The required output is the line that contains "Place one keypoint on each instance of the hand" plus every line after it in the listing below, copied exactly as it appears.

### Provided data
::::::::::
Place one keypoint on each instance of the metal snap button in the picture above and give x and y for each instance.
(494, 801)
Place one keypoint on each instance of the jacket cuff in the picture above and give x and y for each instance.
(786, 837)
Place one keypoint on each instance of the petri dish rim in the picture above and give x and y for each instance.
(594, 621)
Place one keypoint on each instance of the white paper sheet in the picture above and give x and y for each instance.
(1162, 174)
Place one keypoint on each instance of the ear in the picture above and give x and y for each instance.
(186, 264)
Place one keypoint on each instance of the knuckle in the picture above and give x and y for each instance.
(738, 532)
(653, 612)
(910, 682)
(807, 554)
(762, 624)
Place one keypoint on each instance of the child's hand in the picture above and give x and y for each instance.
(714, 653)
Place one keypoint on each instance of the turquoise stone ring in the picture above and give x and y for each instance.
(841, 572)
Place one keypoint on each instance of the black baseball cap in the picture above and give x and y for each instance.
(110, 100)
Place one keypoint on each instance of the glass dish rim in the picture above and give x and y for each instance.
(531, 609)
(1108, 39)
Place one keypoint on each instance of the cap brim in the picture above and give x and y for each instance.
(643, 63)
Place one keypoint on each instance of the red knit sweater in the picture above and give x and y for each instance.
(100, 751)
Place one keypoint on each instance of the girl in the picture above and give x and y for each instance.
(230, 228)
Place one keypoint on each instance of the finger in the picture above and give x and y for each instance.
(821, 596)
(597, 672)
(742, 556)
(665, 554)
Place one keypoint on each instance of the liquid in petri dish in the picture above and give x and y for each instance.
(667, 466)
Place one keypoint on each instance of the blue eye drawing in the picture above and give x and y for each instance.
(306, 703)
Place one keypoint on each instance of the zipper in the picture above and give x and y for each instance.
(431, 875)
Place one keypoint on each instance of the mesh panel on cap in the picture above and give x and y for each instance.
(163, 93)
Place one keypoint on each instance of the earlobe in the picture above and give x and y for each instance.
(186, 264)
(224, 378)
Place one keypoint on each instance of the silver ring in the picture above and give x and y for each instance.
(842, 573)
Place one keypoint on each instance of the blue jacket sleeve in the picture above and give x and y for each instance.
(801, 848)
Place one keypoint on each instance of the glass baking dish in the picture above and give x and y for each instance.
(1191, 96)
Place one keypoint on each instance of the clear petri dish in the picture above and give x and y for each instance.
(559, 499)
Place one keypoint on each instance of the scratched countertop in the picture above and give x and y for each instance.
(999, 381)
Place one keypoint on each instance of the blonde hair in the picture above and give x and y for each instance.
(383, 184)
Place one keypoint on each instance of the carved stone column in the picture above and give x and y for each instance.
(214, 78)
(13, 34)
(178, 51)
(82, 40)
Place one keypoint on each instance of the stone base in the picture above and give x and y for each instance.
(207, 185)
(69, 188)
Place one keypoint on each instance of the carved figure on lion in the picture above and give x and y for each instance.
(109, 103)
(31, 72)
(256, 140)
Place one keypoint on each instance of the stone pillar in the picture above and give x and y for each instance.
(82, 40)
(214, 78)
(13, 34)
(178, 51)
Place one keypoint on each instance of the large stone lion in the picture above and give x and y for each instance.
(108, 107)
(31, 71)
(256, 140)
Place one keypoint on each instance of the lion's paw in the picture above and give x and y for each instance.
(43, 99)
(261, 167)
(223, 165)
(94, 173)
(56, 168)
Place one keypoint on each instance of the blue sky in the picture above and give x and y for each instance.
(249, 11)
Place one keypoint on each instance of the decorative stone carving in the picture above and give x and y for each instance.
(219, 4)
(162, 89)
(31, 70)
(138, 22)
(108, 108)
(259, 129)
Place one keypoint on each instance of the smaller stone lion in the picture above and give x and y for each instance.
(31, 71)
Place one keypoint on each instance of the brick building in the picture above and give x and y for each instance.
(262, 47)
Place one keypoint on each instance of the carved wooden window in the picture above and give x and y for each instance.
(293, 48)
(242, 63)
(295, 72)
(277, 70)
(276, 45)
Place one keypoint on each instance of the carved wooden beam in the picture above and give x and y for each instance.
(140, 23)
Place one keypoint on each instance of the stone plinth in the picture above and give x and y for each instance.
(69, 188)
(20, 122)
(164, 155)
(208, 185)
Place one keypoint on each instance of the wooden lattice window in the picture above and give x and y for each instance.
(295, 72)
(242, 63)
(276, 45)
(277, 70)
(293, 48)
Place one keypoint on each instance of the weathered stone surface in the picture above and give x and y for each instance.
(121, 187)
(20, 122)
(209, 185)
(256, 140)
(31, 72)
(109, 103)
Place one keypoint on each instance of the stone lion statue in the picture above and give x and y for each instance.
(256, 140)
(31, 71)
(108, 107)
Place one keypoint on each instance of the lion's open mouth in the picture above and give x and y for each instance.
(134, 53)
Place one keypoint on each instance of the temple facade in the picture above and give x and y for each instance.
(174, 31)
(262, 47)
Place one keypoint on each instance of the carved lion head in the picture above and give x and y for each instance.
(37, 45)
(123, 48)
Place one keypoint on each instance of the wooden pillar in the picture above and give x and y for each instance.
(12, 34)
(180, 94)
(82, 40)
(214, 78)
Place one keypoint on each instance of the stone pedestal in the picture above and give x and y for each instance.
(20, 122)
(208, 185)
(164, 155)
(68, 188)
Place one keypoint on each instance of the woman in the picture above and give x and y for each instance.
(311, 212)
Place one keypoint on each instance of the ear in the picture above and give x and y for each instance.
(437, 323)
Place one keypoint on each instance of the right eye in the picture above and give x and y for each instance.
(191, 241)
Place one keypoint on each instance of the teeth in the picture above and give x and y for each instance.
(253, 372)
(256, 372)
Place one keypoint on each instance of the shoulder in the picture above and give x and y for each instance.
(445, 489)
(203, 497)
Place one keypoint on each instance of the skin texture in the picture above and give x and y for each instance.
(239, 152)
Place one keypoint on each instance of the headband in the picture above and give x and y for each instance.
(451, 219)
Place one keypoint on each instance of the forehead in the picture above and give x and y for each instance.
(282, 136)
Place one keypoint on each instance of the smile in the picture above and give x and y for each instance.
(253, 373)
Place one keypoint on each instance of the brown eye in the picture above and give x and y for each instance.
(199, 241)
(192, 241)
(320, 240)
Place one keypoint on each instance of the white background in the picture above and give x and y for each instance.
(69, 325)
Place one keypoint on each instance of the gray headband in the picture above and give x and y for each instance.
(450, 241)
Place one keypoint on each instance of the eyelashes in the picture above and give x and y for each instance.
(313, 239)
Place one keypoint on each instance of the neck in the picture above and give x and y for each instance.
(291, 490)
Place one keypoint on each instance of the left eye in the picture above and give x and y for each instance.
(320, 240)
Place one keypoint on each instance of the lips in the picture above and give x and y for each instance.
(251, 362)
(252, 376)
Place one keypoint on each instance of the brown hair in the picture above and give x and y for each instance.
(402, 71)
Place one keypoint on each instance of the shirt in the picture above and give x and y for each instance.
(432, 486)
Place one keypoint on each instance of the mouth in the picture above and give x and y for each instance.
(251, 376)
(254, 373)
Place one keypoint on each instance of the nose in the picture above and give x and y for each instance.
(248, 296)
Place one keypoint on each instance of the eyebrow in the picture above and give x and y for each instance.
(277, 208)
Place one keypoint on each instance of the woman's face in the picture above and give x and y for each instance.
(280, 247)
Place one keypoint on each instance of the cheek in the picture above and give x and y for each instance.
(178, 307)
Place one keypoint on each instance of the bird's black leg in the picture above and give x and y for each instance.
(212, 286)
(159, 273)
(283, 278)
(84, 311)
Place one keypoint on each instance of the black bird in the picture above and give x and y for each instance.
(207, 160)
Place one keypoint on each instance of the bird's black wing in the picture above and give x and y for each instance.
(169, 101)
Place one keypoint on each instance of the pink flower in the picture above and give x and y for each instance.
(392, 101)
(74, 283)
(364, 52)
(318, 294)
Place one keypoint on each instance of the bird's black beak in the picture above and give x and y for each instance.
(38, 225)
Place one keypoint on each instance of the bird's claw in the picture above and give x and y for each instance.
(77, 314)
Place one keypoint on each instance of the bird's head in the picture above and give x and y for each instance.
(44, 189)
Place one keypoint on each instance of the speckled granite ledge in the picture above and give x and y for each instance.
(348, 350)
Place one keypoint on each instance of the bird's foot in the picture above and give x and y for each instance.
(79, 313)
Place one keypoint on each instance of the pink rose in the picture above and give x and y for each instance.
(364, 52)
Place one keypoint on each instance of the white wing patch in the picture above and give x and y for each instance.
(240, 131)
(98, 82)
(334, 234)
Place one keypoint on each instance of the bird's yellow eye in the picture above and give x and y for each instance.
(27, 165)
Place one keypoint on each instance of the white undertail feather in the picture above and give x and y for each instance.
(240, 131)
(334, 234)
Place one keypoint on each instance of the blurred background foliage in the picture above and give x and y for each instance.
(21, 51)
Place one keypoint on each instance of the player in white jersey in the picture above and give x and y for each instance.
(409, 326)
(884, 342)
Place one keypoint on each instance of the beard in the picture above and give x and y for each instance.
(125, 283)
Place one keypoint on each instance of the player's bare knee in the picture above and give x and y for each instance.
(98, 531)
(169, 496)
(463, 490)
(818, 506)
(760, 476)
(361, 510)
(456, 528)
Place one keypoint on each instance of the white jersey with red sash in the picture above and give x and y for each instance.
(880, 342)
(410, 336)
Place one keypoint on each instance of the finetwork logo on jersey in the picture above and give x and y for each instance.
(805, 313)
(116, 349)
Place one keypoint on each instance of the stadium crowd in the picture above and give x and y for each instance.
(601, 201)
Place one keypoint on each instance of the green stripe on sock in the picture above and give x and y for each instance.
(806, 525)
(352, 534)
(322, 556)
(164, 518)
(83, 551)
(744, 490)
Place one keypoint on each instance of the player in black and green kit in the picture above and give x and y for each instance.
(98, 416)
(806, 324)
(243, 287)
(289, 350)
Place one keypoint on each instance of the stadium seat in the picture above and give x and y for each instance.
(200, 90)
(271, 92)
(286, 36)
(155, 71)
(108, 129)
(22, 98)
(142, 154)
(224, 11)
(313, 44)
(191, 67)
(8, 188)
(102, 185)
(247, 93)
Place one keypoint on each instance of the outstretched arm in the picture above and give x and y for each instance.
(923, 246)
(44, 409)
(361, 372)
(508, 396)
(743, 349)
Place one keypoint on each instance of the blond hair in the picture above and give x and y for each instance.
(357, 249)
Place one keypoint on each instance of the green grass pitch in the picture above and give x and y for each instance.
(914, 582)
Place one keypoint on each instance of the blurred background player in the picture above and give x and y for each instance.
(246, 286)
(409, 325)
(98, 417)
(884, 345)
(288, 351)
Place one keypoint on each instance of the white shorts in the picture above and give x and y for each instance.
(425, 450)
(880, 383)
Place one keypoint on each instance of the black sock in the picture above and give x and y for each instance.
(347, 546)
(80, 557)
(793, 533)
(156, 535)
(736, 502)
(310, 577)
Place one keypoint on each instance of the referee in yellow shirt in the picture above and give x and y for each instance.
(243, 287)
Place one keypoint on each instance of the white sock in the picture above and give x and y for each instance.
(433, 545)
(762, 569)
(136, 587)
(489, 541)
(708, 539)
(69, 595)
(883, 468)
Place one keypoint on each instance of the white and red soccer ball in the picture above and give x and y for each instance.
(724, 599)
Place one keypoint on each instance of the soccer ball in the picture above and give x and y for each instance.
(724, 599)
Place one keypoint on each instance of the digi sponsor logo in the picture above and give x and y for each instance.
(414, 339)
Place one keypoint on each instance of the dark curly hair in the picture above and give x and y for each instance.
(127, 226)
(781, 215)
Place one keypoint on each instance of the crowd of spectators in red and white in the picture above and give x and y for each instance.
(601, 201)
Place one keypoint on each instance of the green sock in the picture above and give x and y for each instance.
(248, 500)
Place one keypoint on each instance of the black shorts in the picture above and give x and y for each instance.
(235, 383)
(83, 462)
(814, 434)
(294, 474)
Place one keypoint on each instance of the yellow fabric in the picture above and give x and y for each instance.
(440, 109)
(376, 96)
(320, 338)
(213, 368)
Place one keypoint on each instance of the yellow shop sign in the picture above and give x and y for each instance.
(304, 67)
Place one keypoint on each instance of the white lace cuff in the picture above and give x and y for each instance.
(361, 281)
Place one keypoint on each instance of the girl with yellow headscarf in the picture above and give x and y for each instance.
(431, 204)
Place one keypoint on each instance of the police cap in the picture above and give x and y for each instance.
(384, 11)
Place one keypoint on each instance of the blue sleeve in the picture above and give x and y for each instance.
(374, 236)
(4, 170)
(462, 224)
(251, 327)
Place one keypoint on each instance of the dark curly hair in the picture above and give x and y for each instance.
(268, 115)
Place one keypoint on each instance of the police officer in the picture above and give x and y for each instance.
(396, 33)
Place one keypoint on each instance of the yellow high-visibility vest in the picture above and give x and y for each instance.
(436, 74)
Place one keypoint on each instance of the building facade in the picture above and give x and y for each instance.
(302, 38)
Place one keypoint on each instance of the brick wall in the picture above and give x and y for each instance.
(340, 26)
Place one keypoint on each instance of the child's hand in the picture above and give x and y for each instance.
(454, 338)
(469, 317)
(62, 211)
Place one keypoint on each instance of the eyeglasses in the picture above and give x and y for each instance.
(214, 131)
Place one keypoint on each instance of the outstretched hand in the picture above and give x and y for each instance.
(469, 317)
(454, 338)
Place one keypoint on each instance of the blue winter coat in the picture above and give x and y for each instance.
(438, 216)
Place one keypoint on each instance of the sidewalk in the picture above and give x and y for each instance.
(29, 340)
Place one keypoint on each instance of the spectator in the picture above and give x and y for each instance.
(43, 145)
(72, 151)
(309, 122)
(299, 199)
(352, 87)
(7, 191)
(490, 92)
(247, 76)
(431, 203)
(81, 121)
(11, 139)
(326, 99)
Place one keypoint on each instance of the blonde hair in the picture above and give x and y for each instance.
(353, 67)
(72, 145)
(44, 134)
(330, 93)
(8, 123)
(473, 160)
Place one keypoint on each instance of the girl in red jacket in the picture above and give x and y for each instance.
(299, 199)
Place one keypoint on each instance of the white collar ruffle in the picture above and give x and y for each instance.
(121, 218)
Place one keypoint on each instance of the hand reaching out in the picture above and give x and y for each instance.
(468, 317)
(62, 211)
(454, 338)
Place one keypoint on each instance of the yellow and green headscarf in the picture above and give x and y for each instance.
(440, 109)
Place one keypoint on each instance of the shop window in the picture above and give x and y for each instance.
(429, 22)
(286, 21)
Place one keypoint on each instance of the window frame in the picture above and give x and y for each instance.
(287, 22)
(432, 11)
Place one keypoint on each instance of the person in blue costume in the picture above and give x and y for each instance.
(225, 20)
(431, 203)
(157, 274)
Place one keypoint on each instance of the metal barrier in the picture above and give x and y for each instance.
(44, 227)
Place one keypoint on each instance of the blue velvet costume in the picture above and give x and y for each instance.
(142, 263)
::::::::::
### The result
Place one keypoint on each instance of the hand reaching out in the picture above and give x and y for each instance.
(468, 317)
(62, 211)
(454, 338)
Place one keypoint on each instance of the yellow and green headscarf in the picture above and give x and y for each instance.
(440, 109)
Place one keypoint on each instance of the shop window in the picture above and give x and y for each instance.
(429, 22)
(286, 21)
Place one keypoint on each instance of the window frame in the picture above and give x and y for each instance.
(287, 22)
(432, 11)
Place one keypoint on each instance of the person in blue costume in the picture above and give x and y for each instance.
(225, 20)
(431, 203)
(157, 274)
Place one keypoint on each instance of the metal barrier in the picture above and give x and y for each instance.
(44, 227)
Place one keypoint on each instance of the blue velvet costume in the picture above and give x and y for each instance.
(142, 263)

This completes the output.